Published: Feb. 14, 2005 in the Moscow-Pullman Daily News
Reproduced with permission of the Daily News

By E. Kirsten Peters, Daily News staff writer

There were no crocodiles for Steve Irwin to wrestle so he played with grizzly bears instead when he visited Washington State University on Sunday. Irwin, known for his antics with crocodiles on the Animal Planet cable channel, flew to the Palouse from Australia to film footage for his show, "The Crocodile Hunter."

Crocodile Hunter
Kevin Nibur/For The Daily News

Steve Irwin greets fans Sunday at the Washington State
University Veterinary Hospital. Irwin was in town filming for new segments for his show, "The Crocodile Hunter."

He spent eight hours on the WSU campus, most of it at the veterinary teaching hospital. The best filming of the day, however, was in WSU's grizzly bear facility at the eastern end of Grimes Way.

"He let the grizzlies lick his face. It will be the highlight of a program," said John Stainton, Irwin's producer for Animal Planet.

Those who have been involved with filming the WSU grizzlies in the past were impressed with Irwin's success with the animals that were roused out of their winter slumbers to meet the "Crocodile Hunter" and his television crew.

"Last time we filmed there, I tell you, we had trouble," said College of Veterinary Sciences public information officer Darin Watkins. "I don't know what it is about this guy, but he had Mica (one of the grizzlies) sitting in his lap and licking him."

The working title of the four programs is "New Breed Vets" and it is expected to air in April.

"The theme will be the cutting edge of wildlife and veterinary medicine," Watkins said.

Besides spending face-to-face time with the grizzlies, Irwin saw a juvenile bald eagle and a horse get magnetic resonance imagery exams at the veterinary hospital. He also observed WSU vets doing an endoscope exam on a thoroughbred horse while it ran on a treadmill at the vet school.

## TASKS FOR THIS EXERCISE
1. Please list every person named in the Steve Irwin article.
2. According to the Steve Irwin article, what is the working title of the four programs?
3. Continue the Steve Irwin article from its last sentence.

## RECORDS SHOWN
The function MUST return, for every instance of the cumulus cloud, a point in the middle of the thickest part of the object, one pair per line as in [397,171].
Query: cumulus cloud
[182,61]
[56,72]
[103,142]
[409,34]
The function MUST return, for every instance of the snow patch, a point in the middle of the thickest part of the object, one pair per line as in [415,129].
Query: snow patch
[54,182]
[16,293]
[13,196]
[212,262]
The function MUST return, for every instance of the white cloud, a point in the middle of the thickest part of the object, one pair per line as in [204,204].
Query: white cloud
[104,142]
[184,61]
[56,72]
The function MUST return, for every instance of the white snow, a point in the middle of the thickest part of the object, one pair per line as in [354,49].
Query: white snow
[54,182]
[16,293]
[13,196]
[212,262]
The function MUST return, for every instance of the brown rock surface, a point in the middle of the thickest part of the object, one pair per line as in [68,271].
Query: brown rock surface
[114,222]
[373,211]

## ANSWERS TO THE TASKS
1. Steve Irwin, E. Kirsten Peters, Kevin Nibur, John Stainton, Darin Watkins

2. "New Breed Vets"

3.
The MRI machine has been available to the vet school for several years, but it's still an unusual event for the instrument to be used on birds.

"Snowy (a bald eagle) has been here for some time with a damaged wing," said WSU undergraduate and Raptor Club President Evelyn Brand. "The question was whether the wing could be fixed or not and the MRI exam showed that it really couldn't be. So Snowy will be kept (in captivity) as an educational bird at a facility in California."

The many laboratory and examination facilities at WSU impressed Irwin.

"We don't have all this in Australia," Irwin said of the veterinary hospital's technology.

Irwin was fatigued after a 22-hour flight from Australia followed by a full day of filming. As he left the vet hospital, Irwin took time to be photographed with arms around children who had gathered on campus hoping to see him. "I can't answer questions," he said to the media. "I'm a real family man and I want to get all the kids into photos."

After a couple of breathless minutes of photograph taking, Irwin and Stainton were driven from the vet school to the airport.

"He was here only 24 hours," said college of veterinary medicine spokesman Charlie Powell. "He's leaving on the same flight he came in on last night."